Text:
At the moment is making an oak and slate coffee table to echo the wood burner fireplace in the main lounge

Again reclaimed oak from a old oak table , holes are filled with dowels which i love 

Our house has been lived in, not so much now with just the two of us 

But our kids and the older grandkids are fiercely protective of it 

Any mention of selling upsets them

It’s where they grew up , even the “three originals” grandkids mostly grew up living in this house with us

Even Dorothy’s, furniture which we brought here so she still had possessions from her home when she moved into a care home, and still visited and stayed at weekends with us 

Remains here

Hopefully we’ve absorbed the old with the new 

But we are not fashion designers 

Just memory collectors 

The plaque “Megan Moon “ remains on the door of her old bedroom , the name on her nursery peg , she’s 25 now and 

She’s taken a new bedroom when she stays 

Other grandkids claim her old bedroom now, although less and less 

And as I get older maybe that’s for the best 

Young Albert is here almost daily, along with Winston his dog 

He’s dropped out of college , but we wait for him to find his way forward , and he will, he’s considerate and kind by nature and intelligent 

And the wood Albert collects is no longer free 

We pay young Albert well to chop and store it 

It’s one way of giving him money for his designer clothes 

And he can paint a ceiling without need for ladders 

So that’s a bonus

Sandra


----------



## JanHank (Mar 29, 2015)

He didn't make the centre lights Sandra, and the wall lights, some he altered the rest he made, all of the wall plates (for the want of a better word) and the ceiling plates he made.

Record set:

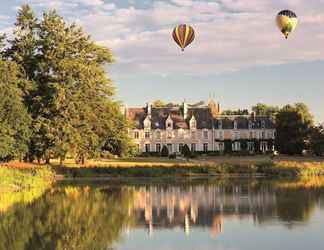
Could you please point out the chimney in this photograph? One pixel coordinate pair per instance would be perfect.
(185, 110)
(123, 109)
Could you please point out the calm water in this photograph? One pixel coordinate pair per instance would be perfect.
(200, 214)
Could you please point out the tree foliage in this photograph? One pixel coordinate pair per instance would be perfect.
(317, 140)
(293, 123)
(65, 88)
(14, 119)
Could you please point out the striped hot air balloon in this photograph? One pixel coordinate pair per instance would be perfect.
(183, 35)
(287, 22)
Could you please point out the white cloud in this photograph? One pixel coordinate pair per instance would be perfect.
(230, 34)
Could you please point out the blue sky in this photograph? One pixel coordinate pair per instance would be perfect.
(238, 54)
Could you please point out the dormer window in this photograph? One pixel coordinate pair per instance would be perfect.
(193, 123)
(169, 123)
(220, 124)
(250, 125)
(147, 123)
(158, 135)
(235, 124)
(263, 124)
(205, 134)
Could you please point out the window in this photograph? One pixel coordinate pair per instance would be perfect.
(181, 133)
(236, 135)
(250, 145)
(220, 124)
(270, 135)
(180, 147)
(205, 147)
(263, 124)
(263, 135)
(221, 146)
(147, 123)
(193, 123)
(236, 146)
(264, 146)
(158, 147)
(221, 135)
(250, 125)
(158, 135)
(206, 135)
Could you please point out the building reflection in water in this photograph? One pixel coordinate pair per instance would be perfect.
(204, 206)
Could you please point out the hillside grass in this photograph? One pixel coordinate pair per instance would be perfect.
(16, 179)
(211, 166)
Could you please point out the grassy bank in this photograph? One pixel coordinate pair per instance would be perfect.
(227, 166)
(23, 185)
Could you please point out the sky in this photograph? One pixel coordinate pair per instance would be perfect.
(239, 57)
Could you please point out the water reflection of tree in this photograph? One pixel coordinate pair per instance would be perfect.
(70, 218)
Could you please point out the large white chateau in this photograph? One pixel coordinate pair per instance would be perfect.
(201, 127)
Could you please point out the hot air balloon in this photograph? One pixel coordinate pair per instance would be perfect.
(287, 22)
(183, 35)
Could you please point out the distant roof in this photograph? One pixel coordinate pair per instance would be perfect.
(202, 114)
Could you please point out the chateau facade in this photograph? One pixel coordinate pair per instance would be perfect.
(201, 127)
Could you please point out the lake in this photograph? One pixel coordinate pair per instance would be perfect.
(202, 214)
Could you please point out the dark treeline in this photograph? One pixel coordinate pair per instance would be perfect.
(56, 99)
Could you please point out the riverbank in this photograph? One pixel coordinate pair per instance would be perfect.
(211, 166)
(23, 184)
(18, 179)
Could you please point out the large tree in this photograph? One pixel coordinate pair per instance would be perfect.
(293, 123)
(67, 91)
(317, 140)
(14, 119)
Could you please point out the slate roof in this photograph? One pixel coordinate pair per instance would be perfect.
(202, 115)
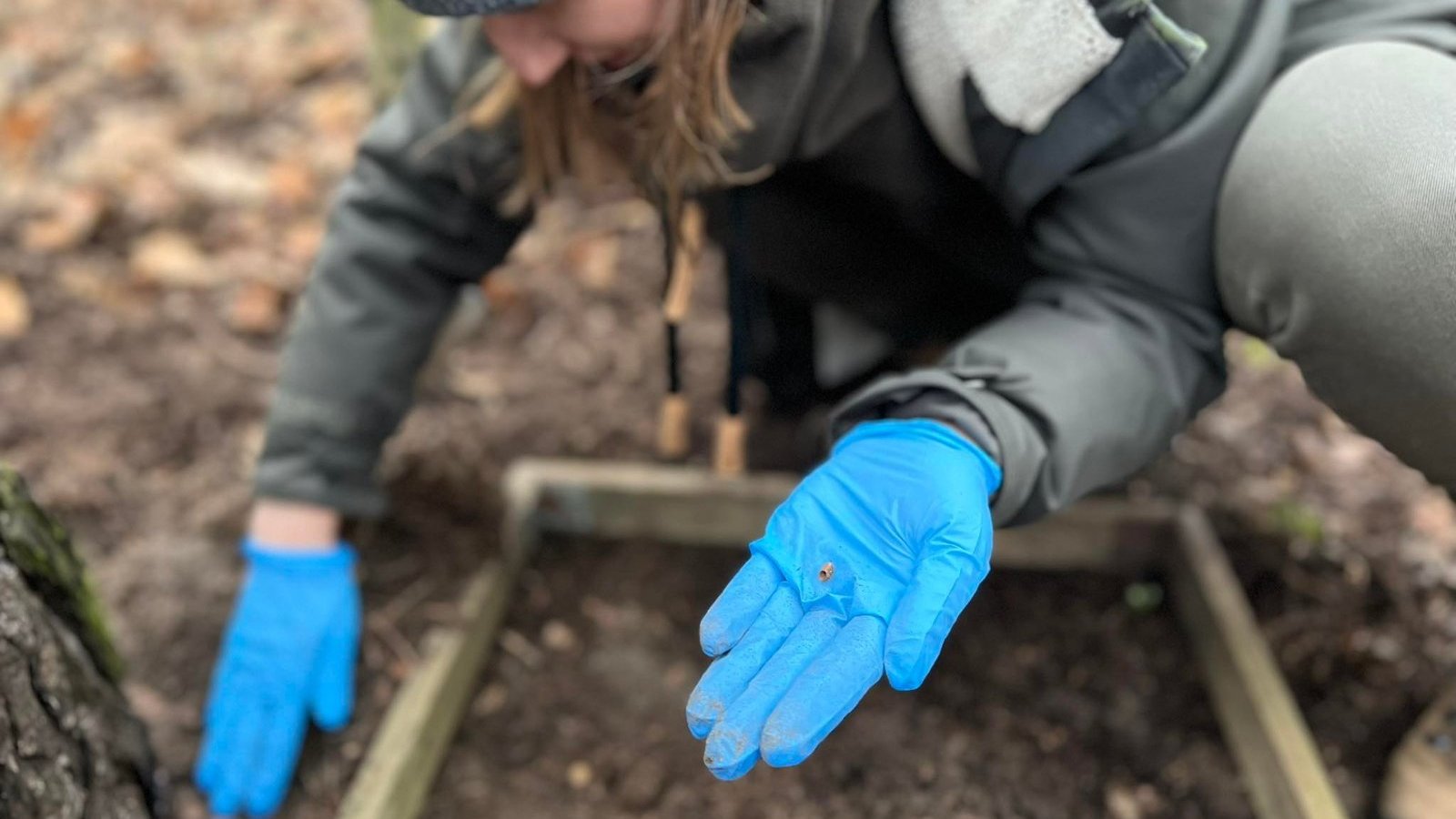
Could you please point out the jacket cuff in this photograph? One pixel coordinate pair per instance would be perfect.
(315, 457)
(986, 419)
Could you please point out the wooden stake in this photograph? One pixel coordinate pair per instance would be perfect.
(673, 428)
(730, 446)
(1261, 722)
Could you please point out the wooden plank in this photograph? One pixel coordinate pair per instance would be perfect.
(1261, 723)
(692, 506)
(410, 746)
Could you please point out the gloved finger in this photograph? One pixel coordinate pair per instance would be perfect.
(733, 746)
(730, 675)
(826, 693)
(235, 758)
(739, 605)
(943, 584)
(331, 698)
(276, 758)
(217, 743)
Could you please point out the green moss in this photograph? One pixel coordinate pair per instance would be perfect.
(41, 548)
(1298, 522)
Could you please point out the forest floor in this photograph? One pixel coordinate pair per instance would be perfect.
(165, 167)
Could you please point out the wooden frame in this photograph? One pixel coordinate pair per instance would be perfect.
(679, 504)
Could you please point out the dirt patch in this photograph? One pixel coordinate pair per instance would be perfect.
(162, 164)
(1053, 698)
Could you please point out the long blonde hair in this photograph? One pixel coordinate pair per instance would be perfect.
(664, 131)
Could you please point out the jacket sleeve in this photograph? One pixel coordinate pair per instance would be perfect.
(411, 225)
(1117, 346)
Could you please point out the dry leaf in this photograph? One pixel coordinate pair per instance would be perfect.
(339, 108)
(89, 281)
(21, 127)
(257, 308)
(171, 258)
(15, 309)
(303, 239)
(130, 58)
(72, 223)
(291, 182)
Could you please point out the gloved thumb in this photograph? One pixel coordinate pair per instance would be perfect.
(331, 700)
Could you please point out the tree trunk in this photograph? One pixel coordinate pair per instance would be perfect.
(69, 745)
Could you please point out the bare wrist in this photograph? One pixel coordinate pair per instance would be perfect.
(288, 525)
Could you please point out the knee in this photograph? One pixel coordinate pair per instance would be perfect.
(1344, 177)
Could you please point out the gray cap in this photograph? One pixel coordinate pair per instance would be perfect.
(468, 7)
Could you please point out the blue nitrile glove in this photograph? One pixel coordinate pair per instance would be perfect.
(861, 573)
(288, 652)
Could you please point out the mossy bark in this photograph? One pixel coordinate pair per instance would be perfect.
(397, 35)
(69, 745)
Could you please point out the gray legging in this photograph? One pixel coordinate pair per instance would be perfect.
(1337, 239)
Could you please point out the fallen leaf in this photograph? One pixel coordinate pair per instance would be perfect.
(15, 309)
(580, 774)
(220, 177)
(130, 58)
(89, 281)
(21, 128)
(339, 108)
(69, 225)
(257, 308)
(172, 259)
(303, 239)
(558, 636)
(291, 182)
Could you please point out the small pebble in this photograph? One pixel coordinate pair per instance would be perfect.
(580, 774)
(558, 636)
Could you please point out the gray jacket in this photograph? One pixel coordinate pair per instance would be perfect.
(1098, 360)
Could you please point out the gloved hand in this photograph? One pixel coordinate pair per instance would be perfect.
(861, 573)
(288, 652)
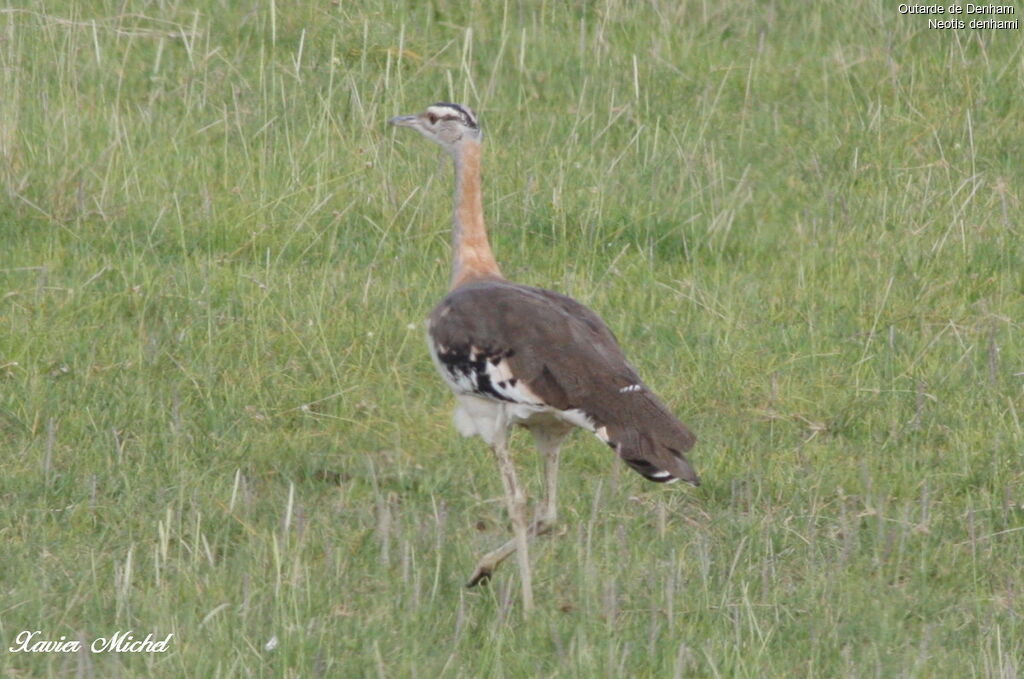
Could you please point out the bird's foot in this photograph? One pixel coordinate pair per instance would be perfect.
(480, 577)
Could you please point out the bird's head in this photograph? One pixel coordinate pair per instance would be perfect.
(446, 124)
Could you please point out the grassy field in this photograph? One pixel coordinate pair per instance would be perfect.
(218, 418)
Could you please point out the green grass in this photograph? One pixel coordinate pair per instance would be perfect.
(217, 414)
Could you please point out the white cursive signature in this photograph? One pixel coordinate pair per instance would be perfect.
(30, 641)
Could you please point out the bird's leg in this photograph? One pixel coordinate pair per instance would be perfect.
(549, 444)
(516, 502)
(547, 514)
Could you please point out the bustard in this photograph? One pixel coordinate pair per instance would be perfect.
(516, 354)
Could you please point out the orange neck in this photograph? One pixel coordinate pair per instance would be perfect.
(471, 253)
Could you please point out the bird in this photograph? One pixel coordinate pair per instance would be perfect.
(515, 354)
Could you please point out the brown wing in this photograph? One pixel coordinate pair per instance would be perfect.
(567, 357)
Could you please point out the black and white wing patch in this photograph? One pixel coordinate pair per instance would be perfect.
(480, 372)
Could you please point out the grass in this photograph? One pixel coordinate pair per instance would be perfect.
(219, 421)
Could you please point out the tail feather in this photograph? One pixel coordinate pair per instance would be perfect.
(651, 440)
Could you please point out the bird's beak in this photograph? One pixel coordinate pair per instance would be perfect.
(403, 121)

Instructions:
a – Rewrite the forum thread between "He didn't make" and "plates he made.", inclusive, substituting "hall lights" for "centre lights".
b – Copy the records word for word, starting at the line that contains "Could you please point out the bird in" and running through the end of the records.

Task solutions:
a –
He didn't make the hall lights Sandra, and the wall lights, some he altered the rest he made, all of the wall plates (for the want of a better word) and the ceiling plates he made.

b –
Could you please point out the bird in this photograph? One pixel coordinate pair per instance would be perfect.
(515, 354)
Could you please point out the brown wing in this photograph? One pixel coordinate pair per instance would be perfect.
(567, 357)
Could you please point out the black and white wing patch in this photograph? One pixel coordinate pair per instance would be perfect.
(480, 372)
Could you please point out the grass in this photograph? One pixel coordinate pair per instance would be perfect.
(219, 421)
Could you please point out the tail feather in this photograph? One pixel coordinate pair per instance would be perfect.
(651, 440)
Could you please point out the bird's beak in this photograph? One pixel coordinate pair per instance would be perfect.
(403, 121)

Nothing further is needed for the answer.